Records from a point-labeling set:
◇ ◇ ◇ ◇ ◇
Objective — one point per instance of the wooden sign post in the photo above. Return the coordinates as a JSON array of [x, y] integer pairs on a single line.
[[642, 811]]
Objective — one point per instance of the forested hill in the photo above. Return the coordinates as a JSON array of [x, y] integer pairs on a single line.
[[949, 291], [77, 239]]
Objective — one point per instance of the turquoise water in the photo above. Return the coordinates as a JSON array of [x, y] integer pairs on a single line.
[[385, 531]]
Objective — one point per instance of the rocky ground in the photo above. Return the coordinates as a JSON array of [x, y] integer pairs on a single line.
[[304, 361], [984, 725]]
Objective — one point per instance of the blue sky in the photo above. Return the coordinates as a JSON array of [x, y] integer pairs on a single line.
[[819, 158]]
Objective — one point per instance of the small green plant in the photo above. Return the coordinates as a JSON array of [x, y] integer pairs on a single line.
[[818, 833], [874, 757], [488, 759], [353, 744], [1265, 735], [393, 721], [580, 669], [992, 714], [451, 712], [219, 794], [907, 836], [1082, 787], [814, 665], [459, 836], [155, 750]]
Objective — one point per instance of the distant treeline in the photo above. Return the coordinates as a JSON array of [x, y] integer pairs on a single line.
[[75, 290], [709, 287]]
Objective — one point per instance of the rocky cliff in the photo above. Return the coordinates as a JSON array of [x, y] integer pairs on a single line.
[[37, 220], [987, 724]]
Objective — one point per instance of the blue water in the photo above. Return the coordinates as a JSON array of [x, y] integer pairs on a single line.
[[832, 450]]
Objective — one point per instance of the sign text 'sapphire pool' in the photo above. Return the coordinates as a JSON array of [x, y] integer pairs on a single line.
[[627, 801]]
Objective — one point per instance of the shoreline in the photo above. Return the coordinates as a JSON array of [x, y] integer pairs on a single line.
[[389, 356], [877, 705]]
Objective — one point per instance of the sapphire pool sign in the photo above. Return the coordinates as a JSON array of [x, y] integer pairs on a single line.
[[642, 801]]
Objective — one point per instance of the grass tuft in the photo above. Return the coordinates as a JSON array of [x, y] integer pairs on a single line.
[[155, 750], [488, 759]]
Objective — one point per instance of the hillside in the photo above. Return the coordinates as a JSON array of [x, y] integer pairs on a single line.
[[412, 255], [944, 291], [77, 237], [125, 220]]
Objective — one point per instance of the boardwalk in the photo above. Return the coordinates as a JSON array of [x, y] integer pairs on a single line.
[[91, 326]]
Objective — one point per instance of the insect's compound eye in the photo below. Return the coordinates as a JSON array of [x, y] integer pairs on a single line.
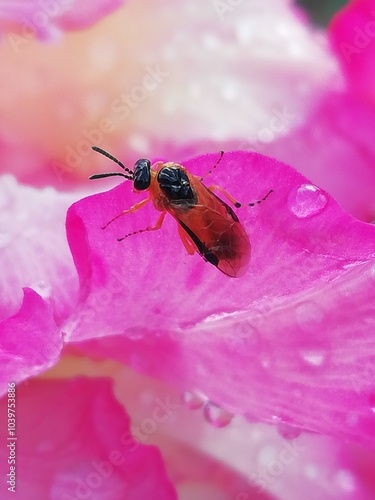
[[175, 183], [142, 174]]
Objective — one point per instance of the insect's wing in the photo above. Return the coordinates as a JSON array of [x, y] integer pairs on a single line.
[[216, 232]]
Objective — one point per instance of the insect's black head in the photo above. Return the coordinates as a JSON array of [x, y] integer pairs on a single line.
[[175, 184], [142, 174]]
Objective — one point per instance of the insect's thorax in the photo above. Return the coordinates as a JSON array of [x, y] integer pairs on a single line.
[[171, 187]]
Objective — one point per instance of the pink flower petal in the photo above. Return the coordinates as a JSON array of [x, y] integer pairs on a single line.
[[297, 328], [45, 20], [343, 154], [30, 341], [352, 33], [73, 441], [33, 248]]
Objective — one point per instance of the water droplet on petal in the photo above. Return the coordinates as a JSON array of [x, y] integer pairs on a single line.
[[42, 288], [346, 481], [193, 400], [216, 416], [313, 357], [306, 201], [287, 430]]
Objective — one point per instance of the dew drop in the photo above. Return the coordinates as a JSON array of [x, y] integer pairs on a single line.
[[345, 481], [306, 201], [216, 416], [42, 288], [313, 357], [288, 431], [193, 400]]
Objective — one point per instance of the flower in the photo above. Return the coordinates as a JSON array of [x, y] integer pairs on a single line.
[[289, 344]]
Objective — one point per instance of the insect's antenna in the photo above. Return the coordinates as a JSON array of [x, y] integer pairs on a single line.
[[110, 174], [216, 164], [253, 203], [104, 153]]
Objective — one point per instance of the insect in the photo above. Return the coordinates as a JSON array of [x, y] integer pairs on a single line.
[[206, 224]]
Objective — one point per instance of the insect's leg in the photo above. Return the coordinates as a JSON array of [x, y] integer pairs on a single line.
◇ ◇ ◇ ◇ ◇
Given request = Rewrite the lines of all the material above, changing every "Objective" to "Goal" and keeping everything else the same. Omit the pictures from your answer.

Task answer =
Goal — one point per instance of the wooden sign post in the photo above. Return the coordinates as a JSON array of [x, y] integer pairs on a single line.
[[642, 811]]
Goal — one point per instance of the forested hill in the photo above. Return the coordinates as a JSON array of [x, y] integer pairs on a single line.
[[949, 291], [77, 239]]
Goal — one point per instance of the turquoise water in the photo above. Return the coordinates as a JSON array of [x, y] integer pairs on a single line.
[[385, 531]]
Goal — one point per instance of the rocky ground in the photo above. Return the coordinates as a JSON array of [x, y] integer pairs on a single line.
[[304, 361], [984, 725]]
Goal — one point per instance of the blue sky in the photo above. Return the coordinates as a JSON array of [x, y] integer pairs on a single line.
[[819, 158]]
Goal — one point per instance of the small green plant in the photo above. Return the coordinates as a JSON array of [x, y] integer pairs on a single line.
[[818, 833], [874, 757], [488, 759], [353, 744], [1265, 735], [393, 721], [580, 669], [992, 714], [451, 712], [219, 794], [907, 836], [1082, 787], [814, 665], [459, 836], [155, 750]]
Goal — one point per instance of the distant treeline in the photo above. Return the coordinates as a JSON array of [x, y] integer pairs on a single line.
[[75, 290], [709, 287]]
Goal — one point per instance of the rocky cliff in the photo above. Return the coordinates as a JSON array of [x, y] integer pairs on a single line.
[[37, 220], [987, 724]]
Goal — one point per instance of the blue water in the photo above. Return the coordinates as a JSON array of [x, y] integer pairs on a single line.
[[832, 450]]
Goal — one point per instance of the sign text 'sapphire pool' in the photo above. Return the coordinates as a JSON array of [x, y] integer pairs on a single line.
[[627, 801]]
Goal — one point per instance of the shoreline in the photo above. Return the coordinates as a JSON array of [x, y] integer pairs on a single line.
[[389, 356], [877, 705]]
Goal — one point per instance of the sapphire pool sign in the photo above. Return the coordinates as a JSON array of [x, y] integer pairs on a single line.
[[642, 801]]
Goal — one point per instance of the grass tuft in the photo above. Return the coordinates as a JSON array of [x, y] integer pairs on a single line.
[[155, 750], [488, 759]]
Goal — one point per instance of the hillside in the photo above. Return the coordinates as a JSON array of [x, y] integer pairs on a single line.
[[412, 255], [944, 291], [77, 237], [125, 220]]
Goal — one point per instance of the boardwalk in the photo above. Return the coordinates as a JSON array of [x, y] integer pairs on a single line.
[[91, 326]]
Goal — one point per instance of the insect's compound eye in the photo below. Return the coordinates as a JSON array of [x, y] integer pairs on a single line.
[[175, 183], [142, 174]]
Goal — one point per instance of the insect's wing in the photo above. Return the coordinates as a JSON array of [x, y] integer pairs on a single line.
[[216, 232]]
Goal — one point per instance of the insect's black head in the photo above. Return the coordinates as a JSON array of [x, y] integer pairs on a single line.
[[175, 184], [142, 174]]
Goal — one point per instance of the insect's thorax in the photo above. Return the coordinates as a JSON array of [x, y] integer pairs on a single line.
[[171, 187]]
Goal — one point per instance of the pink flower petal in the photo above. Return the coordinates as a JSON array of [x, y] integer pairs on a single line.
[[297, 328], [45, 20], [343, 154], [30, 341], [352, 33], [73, 441], [33, 248]]
Goal — one point per instance of the water droplet on petal in the photo above. Return the coordinates as a JSON array of [x, y] integer pairs on a single line.
[[42, 288], [346, 481], [193, 400], [216, 416], [313, 357], [306, 201], [287, 430]]
Goal — one point per instance of the dew drop in the photo above. Return the coordinates as a JSON array of [x, y] integer pairs on a single line.
[[345, 481], [306, 201], [216, 416], [42, 288], [313, 357], [288, 431], [193, 400]]
Goal — one point per instance of the flower in the photo above. Return the coordinates as a JSON array of [x, y] integer pairs on a single line.
[[289, 344]]
Goal — one point per instance of the insect's antenna in the photo above. Return the coordinates as a JSON array of [x, y] integer pairs on a single line.
[[110, 174], [216, 164], [253, 203], [104, 153]]
Goal — one point per instance of the insect in the photo above. Return the coordinates as a JSON array of [x, y] integer pairs on a single line.
[[206, 224]]
Goal — one point per instance of the insect's leg in the photo above. Return the coordinates as a JSON array of [x, y] integer pairs on a single line.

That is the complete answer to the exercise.